• _Stored items from a collection_
[Start of section]
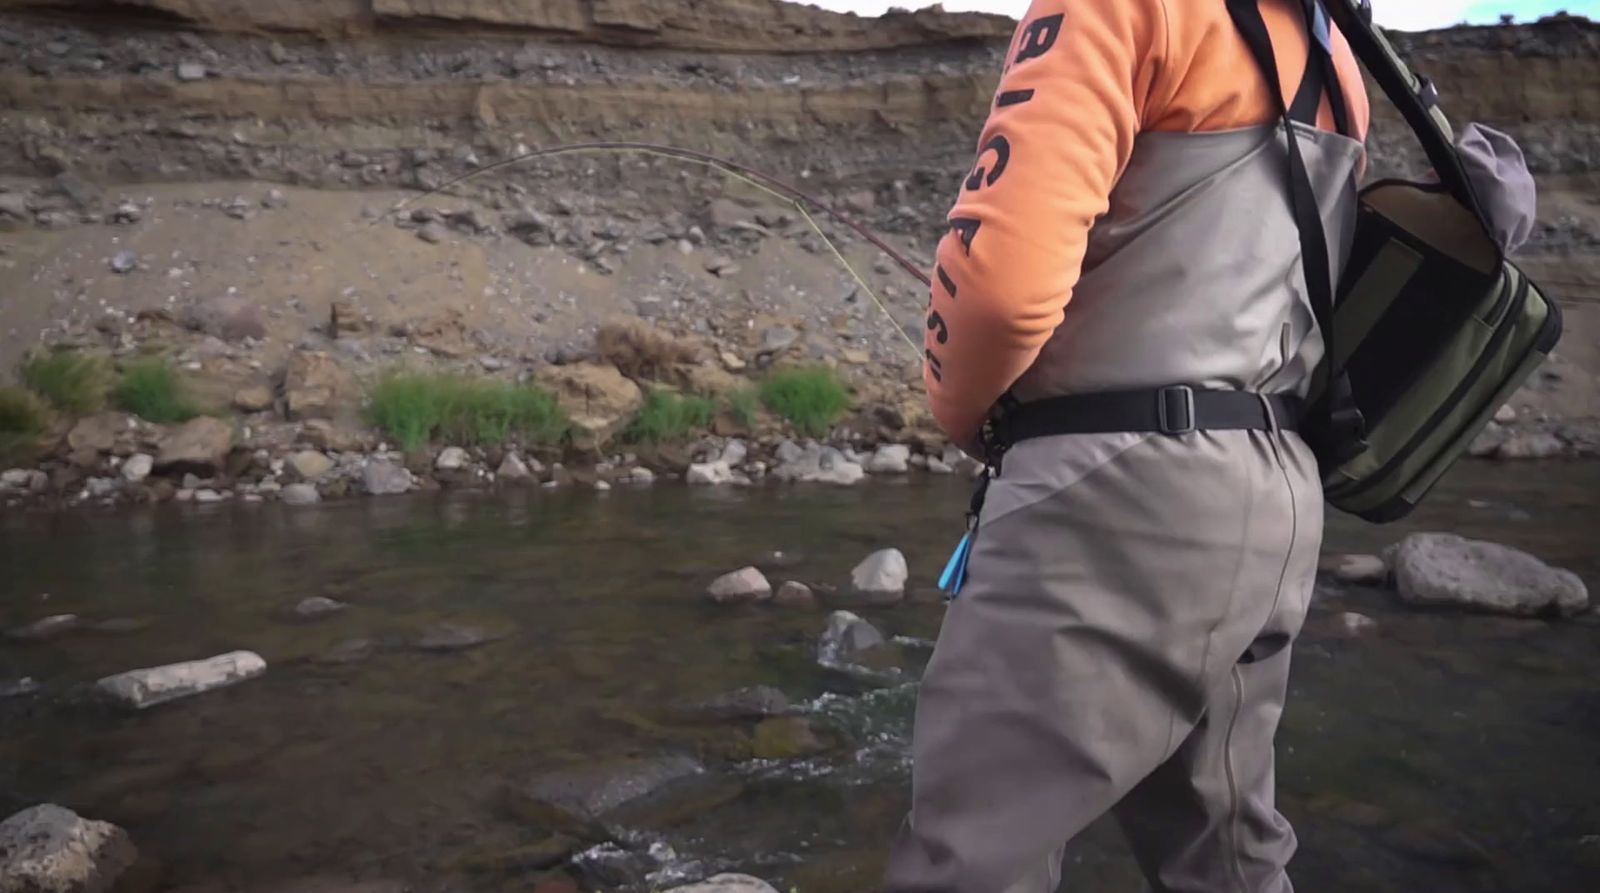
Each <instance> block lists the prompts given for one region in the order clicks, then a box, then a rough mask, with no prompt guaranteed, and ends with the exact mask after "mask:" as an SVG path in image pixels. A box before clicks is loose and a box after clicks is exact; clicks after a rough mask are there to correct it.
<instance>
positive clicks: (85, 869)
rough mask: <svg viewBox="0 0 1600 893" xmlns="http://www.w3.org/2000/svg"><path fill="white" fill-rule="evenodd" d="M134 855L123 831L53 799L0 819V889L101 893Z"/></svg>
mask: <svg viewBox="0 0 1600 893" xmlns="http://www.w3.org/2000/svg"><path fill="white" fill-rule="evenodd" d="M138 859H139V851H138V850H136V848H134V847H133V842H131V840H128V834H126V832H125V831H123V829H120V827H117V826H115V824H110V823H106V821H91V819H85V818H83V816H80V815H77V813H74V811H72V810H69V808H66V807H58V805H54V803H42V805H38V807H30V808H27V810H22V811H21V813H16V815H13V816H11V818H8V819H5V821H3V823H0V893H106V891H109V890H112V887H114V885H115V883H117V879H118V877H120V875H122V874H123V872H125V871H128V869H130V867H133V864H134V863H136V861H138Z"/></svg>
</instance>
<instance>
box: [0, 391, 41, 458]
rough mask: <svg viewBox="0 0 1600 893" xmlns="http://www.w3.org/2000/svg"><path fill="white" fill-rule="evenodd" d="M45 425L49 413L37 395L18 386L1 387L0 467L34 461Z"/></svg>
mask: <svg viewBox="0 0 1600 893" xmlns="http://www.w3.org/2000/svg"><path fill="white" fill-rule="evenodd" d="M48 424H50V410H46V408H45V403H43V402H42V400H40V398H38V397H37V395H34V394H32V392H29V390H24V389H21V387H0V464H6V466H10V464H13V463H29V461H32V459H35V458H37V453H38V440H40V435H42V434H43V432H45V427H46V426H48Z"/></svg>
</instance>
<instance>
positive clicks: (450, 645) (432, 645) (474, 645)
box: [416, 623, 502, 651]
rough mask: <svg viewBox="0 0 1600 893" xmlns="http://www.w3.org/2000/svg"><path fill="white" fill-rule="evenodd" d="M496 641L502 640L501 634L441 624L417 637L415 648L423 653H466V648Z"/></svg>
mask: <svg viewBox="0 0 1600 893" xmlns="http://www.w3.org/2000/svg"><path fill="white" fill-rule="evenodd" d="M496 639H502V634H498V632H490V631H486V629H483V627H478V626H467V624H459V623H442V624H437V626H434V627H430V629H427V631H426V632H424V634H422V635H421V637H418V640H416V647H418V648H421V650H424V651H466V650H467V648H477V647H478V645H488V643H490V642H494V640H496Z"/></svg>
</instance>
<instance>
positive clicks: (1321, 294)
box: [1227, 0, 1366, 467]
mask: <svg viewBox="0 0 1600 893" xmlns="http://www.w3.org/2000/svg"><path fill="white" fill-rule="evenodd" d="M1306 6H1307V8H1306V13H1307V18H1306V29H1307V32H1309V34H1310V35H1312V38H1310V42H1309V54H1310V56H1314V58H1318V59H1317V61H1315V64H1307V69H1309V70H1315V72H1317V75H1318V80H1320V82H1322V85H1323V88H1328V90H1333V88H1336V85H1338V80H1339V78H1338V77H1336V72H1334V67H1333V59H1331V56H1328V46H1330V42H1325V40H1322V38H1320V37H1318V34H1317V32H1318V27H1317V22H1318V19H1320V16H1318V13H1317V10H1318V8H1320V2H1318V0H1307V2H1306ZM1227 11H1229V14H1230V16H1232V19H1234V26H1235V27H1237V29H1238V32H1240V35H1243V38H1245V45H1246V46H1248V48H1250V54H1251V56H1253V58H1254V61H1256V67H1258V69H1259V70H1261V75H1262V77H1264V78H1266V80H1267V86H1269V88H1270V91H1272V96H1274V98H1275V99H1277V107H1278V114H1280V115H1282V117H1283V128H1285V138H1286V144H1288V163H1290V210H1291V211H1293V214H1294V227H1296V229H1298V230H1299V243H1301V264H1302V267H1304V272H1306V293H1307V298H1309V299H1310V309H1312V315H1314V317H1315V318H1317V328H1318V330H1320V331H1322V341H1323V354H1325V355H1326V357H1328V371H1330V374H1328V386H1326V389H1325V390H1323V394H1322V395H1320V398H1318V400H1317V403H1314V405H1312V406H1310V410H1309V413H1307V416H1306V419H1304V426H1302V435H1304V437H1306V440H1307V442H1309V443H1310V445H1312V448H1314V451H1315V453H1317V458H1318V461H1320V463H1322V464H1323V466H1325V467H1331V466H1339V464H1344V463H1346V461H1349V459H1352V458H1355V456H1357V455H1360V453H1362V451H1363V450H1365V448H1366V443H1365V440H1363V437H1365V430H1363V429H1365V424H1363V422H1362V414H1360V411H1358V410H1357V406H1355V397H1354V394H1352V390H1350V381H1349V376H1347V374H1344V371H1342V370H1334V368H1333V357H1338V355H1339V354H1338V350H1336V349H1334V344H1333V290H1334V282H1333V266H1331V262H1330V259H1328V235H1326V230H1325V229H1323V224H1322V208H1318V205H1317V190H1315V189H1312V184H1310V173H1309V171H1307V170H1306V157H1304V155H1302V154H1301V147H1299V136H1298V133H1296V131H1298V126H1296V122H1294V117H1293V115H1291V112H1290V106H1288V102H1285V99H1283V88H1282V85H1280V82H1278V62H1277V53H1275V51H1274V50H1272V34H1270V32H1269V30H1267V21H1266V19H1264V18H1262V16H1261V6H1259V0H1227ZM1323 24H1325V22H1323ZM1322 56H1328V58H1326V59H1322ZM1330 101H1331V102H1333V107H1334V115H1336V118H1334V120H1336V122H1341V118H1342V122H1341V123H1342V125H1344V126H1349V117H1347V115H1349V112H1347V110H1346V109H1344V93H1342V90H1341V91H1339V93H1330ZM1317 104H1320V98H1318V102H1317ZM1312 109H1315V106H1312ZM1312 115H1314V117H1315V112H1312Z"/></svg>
[End of section]
• _WHAT IS REQUIRED_
The answer must reproduce every line of the records above exactly, with all pictures left out.

• _EXPECTED ANSWER_
Each <instance> block lists the prompts given for one region in the order clicks, then a box, then a rough mask, with no prompt guaranteed, and ends with the exact mask after "mask:" as an SVG path in image pixels. A box before clicks is loose and a box after clicks is exact; clicks after a rough mask are there to correct it.
<instance>
positive clicks: (85, 869)
rough mask: <svg viewBox="0 0 1600 893" xmlns="http://www.w3.org/2000/svg"><path fill="white" fill-rule="evenodd" d="M134 855L123 831L53 799L0 819V889L101 893Z"/></svg>
mask: <svg viewBox="0 0 1600 893" xmlns="http://www.w3.org/2000/svg"><path fill="white" fill-rule="evenodd" d="M138 859H139V851H138V850H136V848H134V847H133V842H131V840H128V834H126V832H125V831H123V829H120V827H117V826H115V824H110V823H106V821H91V819H85V818H83V816H80V815H77V813H74V811H72V810H69V808H66V807H58V805H54V803H42V805H38V807H30V808H27V810H22V811H21V813H16V815H13V816H11V818H8V819H5V821H3V823H0V893H106V891H109V890H112V887H114V885H115V883H117V879H118V877H120V875H122V874H123V872H125V871H128V869H130V867H133V864H134V863H136V861H138Z"/></svg>
</instance>
<instance>
box: [0, 391, 41, 458]
rough mask: <svg viewBox="0 0 1600 893" xmlns="http://www.w3.org/2000/svg"><path fill="white" fill-rule="evenodd" d="M45 425L49 413L37 395L18 386L1 387L0 467L34 461Z"/></svg>
mask: <svg viewBox="0 0 1600 893" xmlns="http://www.w3.org/2000/svg"><path fill="white" fill-rule="evenodd" d="M48 424H50V410H46V408H45V403H43V402H42V400H40V398H38V397H37V395H34V394H32V392H29V390H24V389H21V387H0V464H6V466H10V464H13V463H29V461H32V459H35V458H37V453H38V440H40V435H42V434H43V432H45V427H46V426H48Z"/></svg>
</instance>
<instance>
positive clicks: (450, 645) (432, 645) (474, 645)
box: [416, 623, 502, 651]
rough mask: <svg viewBox="0 0 1600 893" xmlns="http://www.w3.org/2000/svg"><path fill="white" fill-rule="evenodd" d="M496 641L502 640L501 634L441 624L417 637L415 648L423 653H466V648Z"/></svg>
mask: <svg viewBox="0 0 1600 893" xmlns="http://www.w3.org/2000/svg"><path fill="white" fill-rule="evenodd" d="M496 639H502V634H498V632H490V631H486V629H483V627H478V626H467V624H459V623H442V624H437V626H434V627H430V629H427V631H426V632H424V634H422V635H421V637H418V640H416V647H418V648H421V650H424V651H466V650H467V648H477V647H478V645H488V643H490V642H494V640H496Z"/></svg>
</instance>
<instance>
positive clicks: (1321, 294)
box: [1227, 0, 1366, 467]
mask: <svg viewBox="0 0 1600 893" xmlns="http://www.w3.org/2000/svg"><path fill="white" fill-rule="evenodd" d="M1306 6H1307V8H1306V13H1307V18H1306V29H1307V32H1309V34H1310V35H1312V38H1310V42H1309V54H1310V56H1314V58H1318V59H1317V61H1315V64H1307V69H1309V70H1315V72H1317V75H1318V80H1320V82H1322V85H1323V88H1328V90H1333V88H1336V85H1338V80H1339V78H1338V77H1336V72H1334V67H1333V59H1331V56H1328V46H1330V42H1325V40H1322V38H1320V37H1318V34H1317V32H1318V27H1317V22H1318V19H1320V16H1318V13H1317V10H1318V8H1320V2H1318V0H1307V2H1306ZM1227 11H1229V14H1230V16H1232V19H1234V26H1235V27H1237V29H1238V32H1240V35H1243V38H1245V45H1246V46H1248V48H1250V54H1251V56H1253V58H1254V61H1256V67H1258V69H1259V70H1261V75H1262V77H1264V78H1266V80H1267V86H1269V88H1270V91H1272V96H1274V98H1275V99H1277V107H1278V114H1280V115H1282V117H1283V128H1285V138H1286V144H1288V163H1290V210H1291V211H1293V214H1294V227H1296V229H1298V230H1299V243H1301V264H1302V267H1304V272H1306V293H1307V298H1309V299H1310V309H1312V315H1314V317H1315V318H1317V328H1318V330H1320V331H1322V341H1323V354H1325V355H1326V357H1328V371H1330V374H1328V386H1326V389H1325V390H1323V394H1322V395H1320V398H1318V400H1317V403H1314V405H1312V406H1310V410H1309V413H1307V416H1306V419H1304V426H1302V435H1304V437H1306V440H1307V442H1309V443H1310V445H1312V448H1314V451H1315V453H1317V458H1318V461H1320V463H1322V464H1323V466H1325V467H1331V466H1339V464H1344V463H1346V461H1349V459H1352V458H1355V456H1357V455H1360V453H1362V451H1363V450H1365V448H1366V443H1365V440H1363V437H1365V430H1363V429H1365V424H1363V422H1362V414H1360V411H1358V410H1357V406H1355V397H1354V394H1352V390H1350V381H1349V376H1347V374H1344V371H1342V370H1334V368H1333V357H1338V355H1339V354H1338V350H1336V349H1334V344H1333V290H1334V282H1333V266H1331V262H1330V259H1328V235H1326V230H1325V229H1323V224H1322V208H1318V205H1317V190H1315V189H1312V184H1310V173H1309V171H1307V170H1306V157H1304V155H1302V154H1301V147H1299V136H1298V133H1296V131H1298V126H1296V122H1294V117H1293V115H1291V112H1290V106H1288V102H1285V99H1283V88H1282V85H1280V82H1278V62H1277V53H1275V51H1274V50H1272V34H1270V32H1269V30H1267V21H1266V19H1264V18H1262V16H1261V6H1259V0H1227ZM1323 24H1325V22H1323ZM1322 56H1328V58H1326V59H1322ZM1330 101H1331V102H1333V107H1334V115H1336V118H1334V120H1336V122H1341V118H1342V122H1341V123H1342V125H1344V126H1349V117H1347V115H1349V112H1347V110H1346V109H1344V93H1342V90H1341V91H1339V93H1330ZM1317 104H1320V98H1318V102H1317ZM1312 109H1315V106H1312ZM1312 115H1314V117H1315V112H1312Z"/></svg>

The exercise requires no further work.